On August 27, 2020, in the case of Gund v. County of Trinity,[1] the California Supreme Court found that plaintiffs, who were injured by an attacker in the course of responding to a peace officer request to provide assistance to their neighbor who had called 911 requesting help, were limited to workers’ compensation benefits for those injuries based on the officer’s request for assistance.  In reaching its conclusion, the Court determined that the plaintiffs were engaged in “active law enforcement service” under Labor Code section 3366.


Peace officers sometimes request assistance from members of the public in the pursuit of some public safety purpose.  Under Labor Code section 3366(a), when members of the public engage in “active law enforcement service” upon a peace officer’s request, those members of the public are treated as employees eligible for workers’ compensation benefits.  Such individuals can thus receive compensation for their injuries without regard to fault.  However, workers’ compensation then becomes such an individual’s exclusive remedy for those injuries under California law (Labor Code section 3602(a); Shoemaker v. Myers (1990) 52 Cal.3d 1, 16.), and workers’ compensation benefits are narrower in scope than the range of damages available in tort claims.

In March 2011, the California Highway Patrol (“CHP”) received a phone call from a female caller named Kristine.  Kristine whispered, “Help me,” and said she lived at the end of the Kettenpom airstrip.  Kettenpom is in Trinity County, a mountainous region of 3,200 square miles.  The CHP dispatcher relayed the content of Kristine’s call to the Trinity County Sheriff’s Department.  The Sheriff’s Department is located almost 100 miles away from Kettenpom.  The CHP dispatcher explained she was reluctant to call Kristine back in case Kristine was trying to avoid being overheard.  Twice, a Trinity County dispatcher attempted to contact Kristine, but the calls went straight to voicemail.  The county dispatcher relayed this information to Trinity County Sheriff’s Corporal Ronald Whitman.

Corporal Whitman knew that Norma and James Gund lived in the vicinity of the Kettenpom airstrip.  While Corporal Whitman was headed towards Kristine’s home but still some distance away, he called Norma Gund and explained that her neighbor Kristine had called 911.  Corporal Whitman asked Mrs. Gund if she would go check on Kristine, because the Gunds were much closer to Kristine’s home and Corporal Whitman was still hours away.  After Mrs. Gund agreed, Corporal Whitman asked if Mr. Gund was home, and Mrs. Gund said no.  Corporal Whitman instructed Mrs. Gund not to go to Kristine’s home by herself.  Mrs. Gund asked what Kristine said on the call, and Corporal Whitman responded that Kristine said, “Help me.”  Mrs. Gund then asked, “Are you sure?  Is that all she said?”  Corporal Whitman responded, “She said two words, ‘Help me.’”  Mrs. Gund told Corporal Whitman that Mr. Gund had just arrived home, and Corporal Whitman said, “Good.”  Corporal Whitman did not tell Mrs. Gund that Kristine had whispered on the phone, that the CHP dispatcher believed she had been trying to call secretly, or that the county dispatcher’s return calls to Kristine went straight to voicemail.

• _Supplied information_:
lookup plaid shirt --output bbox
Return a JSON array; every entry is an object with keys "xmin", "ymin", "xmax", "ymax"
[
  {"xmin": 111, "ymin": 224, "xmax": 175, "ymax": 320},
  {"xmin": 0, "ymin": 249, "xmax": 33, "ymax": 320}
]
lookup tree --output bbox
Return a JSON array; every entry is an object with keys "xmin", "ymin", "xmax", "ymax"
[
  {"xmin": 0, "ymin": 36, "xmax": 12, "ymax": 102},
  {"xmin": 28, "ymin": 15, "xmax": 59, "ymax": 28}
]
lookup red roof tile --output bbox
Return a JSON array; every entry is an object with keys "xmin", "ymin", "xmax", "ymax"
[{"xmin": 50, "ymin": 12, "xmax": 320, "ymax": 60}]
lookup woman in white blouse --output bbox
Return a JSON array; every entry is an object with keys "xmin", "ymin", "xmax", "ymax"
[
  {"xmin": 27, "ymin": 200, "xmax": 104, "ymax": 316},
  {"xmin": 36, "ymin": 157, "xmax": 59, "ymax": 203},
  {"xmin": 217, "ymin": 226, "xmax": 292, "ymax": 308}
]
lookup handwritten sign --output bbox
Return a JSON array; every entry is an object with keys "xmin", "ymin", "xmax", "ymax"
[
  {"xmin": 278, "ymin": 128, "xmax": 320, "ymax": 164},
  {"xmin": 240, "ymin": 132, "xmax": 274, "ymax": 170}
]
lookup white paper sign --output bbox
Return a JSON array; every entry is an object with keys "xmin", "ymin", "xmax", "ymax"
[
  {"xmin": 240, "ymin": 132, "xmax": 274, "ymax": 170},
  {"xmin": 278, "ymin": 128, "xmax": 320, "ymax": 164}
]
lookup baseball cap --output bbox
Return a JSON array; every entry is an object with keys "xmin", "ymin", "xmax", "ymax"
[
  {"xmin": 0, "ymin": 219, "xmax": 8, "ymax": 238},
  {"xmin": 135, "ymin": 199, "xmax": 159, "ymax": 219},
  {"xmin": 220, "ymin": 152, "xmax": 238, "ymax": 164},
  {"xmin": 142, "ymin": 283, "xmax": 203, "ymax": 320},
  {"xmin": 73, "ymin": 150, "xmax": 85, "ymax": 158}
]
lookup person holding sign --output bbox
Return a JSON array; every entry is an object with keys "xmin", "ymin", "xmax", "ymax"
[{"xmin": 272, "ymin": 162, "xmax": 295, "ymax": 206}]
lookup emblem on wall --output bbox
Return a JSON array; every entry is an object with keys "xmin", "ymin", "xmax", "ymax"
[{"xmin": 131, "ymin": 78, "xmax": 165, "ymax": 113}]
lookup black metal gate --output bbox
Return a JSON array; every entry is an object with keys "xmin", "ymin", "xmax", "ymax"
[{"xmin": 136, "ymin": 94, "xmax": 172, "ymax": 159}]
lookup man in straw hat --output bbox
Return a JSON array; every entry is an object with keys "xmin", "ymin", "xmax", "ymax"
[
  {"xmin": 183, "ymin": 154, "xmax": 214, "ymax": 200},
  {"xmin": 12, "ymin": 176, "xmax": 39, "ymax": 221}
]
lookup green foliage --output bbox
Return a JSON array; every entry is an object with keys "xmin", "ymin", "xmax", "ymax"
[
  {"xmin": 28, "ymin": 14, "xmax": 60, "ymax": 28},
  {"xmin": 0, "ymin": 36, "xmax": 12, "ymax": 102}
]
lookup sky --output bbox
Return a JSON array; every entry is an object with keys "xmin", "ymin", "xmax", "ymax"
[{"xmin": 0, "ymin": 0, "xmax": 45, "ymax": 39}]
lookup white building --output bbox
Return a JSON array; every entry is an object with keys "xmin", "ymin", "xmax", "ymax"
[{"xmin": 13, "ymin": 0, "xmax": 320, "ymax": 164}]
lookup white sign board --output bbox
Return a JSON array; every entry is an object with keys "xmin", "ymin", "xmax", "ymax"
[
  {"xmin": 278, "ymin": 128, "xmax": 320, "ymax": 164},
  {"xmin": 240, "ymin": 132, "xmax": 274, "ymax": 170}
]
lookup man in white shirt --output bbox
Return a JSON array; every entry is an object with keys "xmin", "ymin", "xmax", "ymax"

• _Short exercise 1_:
Answer these questions from the Gund case summary:
(a) On what date did the California Supreme Court decide the case?
(b) Under Labor Code section 3366(a), how are members of the public who engage in active law enforcement service at a peace officer's request treated?
(c) About how far is the Sheriff's Department from Kettenpom?
• _Short exercise 2_: Pull out the passage of the Gund case summary word for word, starting with "In March 2011, the" and going on through "Corporal Ronald Whitman.".

• _Solution 1_:
(a) August 27, 2020
(b) As employees eligible for workers' compensation benefits
(c) Almost 100 miles

• _Solution 2_:
In March 2011, the California Highway Patrol (“CHP”) received a phone call from a female caller named Kristine.  Kristine whispered, “Help me,” and said she lived at the end of the Kettenpom airstrip.  Kettenpom is in Trinity County, a mountainous region of 3,200 square miles.  The CHP dispatcher relayed the content of Kristine’s call to the Trinity County Sheriff’s Department.  The Sheriff’s Department is located almost 100 miles away from Kettenpom.  The CHP dispatcher explained she was reluctant to call Kristine back in case Kristine was trying to avoid being overheard.  Twice, a Trinity County dispatcher attempted to contact Kristine, but the calls went straight to voicemail.  The county dispatcher relayed this information to Trinity County Sheriff’s Corporal Ronald Whitman.